**RECORDS SHOWN:**
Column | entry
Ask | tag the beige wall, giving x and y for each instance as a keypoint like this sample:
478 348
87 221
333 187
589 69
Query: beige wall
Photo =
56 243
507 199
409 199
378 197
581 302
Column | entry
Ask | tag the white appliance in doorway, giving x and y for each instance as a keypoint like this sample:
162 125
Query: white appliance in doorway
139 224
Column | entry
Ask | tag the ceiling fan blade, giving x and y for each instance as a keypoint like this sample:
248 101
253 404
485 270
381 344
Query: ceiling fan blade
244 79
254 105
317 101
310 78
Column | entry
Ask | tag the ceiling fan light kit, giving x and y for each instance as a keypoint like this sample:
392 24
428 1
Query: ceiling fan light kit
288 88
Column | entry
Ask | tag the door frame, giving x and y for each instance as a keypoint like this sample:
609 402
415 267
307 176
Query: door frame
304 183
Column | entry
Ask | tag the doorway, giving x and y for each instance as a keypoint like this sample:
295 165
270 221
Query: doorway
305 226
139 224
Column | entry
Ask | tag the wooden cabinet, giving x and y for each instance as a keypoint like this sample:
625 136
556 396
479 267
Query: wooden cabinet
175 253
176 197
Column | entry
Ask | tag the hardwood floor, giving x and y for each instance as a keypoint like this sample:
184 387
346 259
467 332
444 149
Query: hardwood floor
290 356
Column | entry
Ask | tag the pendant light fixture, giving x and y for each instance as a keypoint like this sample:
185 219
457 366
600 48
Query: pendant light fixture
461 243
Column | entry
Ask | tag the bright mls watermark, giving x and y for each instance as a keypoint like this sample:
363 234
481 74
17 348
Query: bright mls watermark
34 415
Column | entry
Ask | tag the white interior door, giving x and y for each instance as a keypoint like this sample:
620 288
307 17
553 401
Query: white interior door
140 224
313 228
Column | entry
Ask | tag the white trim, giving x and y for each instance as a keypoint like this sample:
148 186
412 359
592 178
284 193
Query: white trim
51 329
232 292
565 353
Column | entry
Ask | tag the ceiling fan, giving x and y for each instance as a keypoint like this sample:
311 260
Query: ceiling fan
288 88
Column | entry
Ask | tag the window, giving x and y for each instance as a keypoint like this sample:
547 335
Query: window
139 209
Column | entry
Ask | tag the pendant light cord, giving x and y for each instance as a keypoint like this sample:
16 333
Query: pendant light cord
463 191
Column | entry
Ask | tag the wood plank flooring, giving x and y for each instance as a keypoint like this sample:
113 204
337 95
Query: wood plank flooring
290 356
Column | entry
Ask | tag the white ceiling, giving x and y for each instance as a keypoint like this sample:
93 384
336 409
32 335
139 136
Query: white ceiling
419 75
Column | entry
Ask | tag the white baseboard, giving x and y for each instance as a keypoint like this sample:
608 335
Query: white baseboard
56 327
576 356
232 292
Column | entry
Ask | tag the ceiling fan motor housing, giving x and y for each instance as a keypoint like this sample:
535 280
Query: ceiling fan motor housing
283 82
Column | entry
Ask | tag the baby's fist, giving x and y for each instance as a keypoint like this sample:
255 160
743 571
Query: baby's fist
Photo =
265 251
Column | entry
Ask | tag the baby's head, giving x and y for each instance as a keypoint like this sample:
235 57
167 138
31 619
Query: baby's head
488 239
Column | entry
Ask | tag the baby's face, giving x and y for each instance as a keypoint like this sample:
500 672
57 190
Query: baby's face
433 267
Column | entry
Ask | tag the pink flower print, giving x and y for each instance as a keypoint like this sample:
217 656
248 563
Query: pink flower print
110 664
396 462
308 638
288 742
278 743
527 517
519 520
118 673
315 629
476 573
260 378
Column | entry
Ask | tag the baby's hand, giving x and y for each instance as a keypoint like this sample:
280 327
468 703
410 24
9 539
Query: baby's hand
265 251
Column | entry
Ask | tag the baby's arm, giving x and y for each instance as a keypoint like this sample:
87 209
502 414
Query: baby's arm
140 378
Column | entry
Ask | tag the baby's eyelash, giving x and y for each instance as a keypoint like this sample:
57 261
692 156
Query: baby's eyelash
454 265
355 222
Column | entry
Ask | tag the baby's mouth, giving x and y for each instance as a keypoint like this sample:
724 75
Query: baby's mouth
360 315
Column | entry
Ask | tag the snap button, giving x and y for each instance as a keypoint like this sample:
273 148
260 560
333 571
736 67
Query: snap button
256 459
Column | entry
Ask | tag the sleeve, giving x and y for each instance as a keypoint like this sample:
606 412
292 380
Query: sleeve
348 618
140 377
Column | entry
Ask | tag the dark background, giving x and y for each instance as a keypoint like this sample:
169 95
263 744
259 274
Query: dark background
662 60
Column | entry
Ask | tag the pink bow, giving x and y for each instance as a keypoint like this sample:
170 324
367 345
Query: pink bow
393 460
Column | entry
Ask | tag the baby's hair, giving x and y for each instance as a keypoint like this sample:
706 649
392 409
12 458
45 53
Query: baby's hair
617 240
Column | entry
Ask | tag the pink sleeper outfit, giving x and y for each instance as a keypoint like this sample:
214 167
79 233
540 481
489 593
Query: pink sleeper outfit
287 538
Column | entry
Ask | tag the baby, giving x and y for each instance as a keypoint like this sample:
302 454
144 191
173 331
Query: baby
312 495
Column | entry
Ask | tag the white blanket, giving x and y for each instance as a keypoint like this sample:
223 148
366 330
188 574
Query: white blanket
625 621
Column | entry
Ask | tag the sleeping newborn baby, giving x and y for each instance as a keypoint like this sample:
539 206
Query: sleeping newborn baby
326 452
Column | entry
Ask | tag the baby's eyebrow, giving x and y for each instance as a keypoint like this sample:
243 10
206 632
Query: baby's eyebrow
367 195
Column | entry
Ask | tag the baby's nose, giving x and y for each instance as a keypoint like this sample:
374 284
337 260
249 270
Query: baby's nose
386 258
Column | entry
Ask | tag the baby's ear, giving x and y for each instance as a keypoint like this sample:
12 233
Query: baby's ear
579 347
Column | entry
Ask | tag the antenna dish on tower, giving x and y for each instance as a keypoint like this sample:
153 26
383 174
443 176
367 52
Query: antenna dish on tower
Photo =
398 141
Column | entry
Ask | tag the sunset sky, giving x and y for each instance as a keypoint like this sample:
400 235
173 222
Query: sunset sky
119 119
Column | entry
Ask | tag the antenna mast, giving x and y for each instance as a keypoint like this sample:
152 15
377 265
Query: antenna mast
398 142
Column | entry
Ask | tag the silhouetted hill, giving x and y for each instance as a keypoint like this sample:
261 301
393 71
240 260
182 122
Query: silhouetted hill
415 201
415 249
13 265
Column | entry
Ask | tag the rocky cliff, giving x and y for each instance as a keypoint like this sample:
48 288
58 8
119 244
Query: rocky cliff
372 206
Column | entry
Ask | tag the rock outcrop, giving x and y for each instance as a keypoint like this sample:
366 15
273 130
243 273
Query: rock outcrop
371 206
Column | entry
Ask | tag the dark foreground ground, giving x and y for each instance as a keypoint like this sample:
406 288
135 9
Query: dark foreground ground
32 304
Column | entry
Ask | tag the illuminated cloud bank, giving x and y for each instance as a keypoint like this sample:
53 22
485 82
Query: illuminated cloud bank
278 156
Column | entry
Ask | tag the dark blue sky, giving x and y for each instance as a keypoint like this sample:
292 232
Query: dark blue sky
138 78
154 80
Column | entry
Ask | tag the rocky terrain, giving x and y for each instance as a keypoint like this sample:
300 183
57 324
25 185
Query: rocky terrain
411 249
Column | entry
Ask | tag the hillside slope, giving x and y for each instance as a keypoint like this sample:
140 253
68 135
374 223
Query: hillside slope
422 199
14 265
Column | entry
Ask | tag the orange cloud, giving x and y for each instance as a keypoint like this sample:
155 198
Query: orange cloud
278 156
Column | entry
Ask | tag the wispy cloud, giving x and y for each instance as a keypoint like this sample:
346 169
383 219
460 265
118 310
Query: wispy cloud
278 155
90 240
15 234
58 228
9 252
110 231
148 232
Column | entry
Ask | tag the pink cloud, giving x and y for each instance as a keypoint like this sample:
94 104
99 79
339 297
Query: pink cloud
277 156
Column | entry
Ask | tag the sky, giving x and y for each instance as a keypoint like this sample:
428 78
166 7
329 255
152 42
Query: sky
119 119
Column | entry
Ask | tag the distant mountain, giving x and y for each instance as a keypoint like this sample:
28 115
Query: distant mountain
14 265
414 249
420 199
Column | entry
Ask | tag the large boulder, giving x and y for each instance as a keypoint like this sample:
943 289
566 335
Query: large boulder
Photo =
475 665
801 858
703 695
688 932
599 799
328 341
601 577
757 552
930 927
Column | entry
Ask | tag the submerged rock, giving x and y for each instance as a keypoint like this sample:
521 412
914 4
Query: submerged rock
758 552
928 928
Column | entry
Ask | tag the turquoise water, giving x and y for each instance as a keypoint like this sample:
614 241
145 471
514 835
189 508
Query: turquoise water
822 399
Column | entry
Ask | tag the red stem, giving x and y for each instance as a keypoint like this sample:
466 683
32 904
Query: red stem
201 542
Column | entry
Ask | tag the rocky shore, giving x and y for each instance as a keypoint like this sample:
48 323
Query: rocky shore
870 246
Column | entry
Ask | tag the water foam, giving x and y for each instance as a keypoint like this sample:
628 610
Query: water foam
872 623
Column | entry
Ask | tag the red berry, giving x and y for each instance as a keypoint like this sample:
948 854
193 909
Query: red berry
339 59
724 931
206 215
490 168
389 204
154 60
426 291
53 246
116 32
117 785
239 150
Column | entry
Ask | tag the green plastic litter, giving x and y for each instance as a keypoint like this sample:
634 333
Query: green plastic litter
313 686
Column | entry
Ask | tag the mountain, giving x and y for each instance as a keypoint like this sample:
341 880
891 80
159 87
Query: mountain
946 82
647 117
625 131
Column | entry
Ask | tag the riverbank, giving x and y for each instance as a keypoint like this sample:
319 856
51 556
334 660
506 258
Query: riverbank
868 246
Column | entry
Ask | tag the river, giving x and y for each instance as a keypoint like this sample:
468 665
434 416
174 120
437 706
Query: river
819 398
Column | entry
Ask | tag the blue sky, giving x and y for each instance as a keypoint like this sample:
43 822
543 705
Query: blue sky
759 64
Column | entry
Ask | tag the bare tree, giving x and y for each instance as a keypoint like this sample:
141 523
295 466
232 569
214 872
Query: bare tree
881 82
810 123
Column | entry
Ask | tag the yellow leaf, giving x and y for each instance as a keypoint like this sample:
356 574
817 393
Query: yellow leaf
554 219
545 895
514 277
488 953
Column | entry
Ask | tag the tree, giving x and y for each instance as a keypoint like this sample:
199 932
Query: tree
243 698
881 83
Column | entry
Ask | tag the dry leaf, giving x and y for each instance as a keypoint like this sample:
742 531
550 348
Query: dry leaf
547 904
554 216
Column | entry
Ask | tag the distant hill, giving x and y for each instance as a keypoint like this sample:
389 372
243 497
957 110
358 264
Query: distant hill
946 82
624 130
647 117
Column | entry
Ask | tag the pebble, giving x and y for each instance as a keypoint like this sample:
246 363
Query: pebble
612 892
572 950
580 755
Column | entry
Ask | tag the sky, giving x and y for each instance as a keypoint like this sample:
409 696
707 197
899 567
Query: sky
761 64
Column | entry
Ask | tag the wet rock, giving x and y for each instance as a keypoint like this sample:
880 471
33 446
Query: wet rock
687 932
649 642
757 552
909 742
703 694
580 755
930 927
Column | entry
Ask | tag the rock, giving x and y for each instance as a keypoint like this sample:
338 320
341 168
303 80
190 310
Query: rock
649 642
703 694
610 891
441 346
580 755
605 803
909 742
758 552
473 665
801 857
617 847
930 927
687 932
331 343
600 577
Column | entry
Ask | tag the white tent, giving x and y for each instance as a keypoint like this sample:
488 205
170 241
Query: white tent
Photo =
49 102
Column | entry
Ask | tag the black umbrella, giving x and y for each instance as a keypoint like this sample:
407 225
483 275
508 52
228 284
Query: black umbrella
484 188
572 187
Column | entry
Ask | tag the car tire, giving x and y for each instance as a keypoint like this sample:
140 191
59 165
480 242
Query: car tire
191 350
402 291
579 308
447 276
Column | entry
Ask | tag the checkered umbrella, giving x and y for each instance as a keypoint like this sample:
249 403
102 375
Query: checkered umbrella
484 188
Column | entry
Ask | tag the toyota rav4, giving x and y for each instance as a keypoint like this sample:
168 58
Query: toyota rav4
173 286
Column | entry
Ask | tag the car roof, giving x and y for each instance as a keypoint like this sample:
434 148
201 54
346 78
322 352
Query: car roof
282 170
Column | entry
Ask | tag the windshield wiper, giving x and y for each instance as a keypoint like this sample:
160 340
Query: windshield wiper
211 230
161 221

**TASK TO COMPLETE:** Pick out every line of the records above that contains the string "interior", and copy each line in full. The match is case-sensitive.

**EXERCISE SOLUTION:**
Ask | tag the white interior door, giving x and y for each instance as a keypoint like this sample:
Query: white interior door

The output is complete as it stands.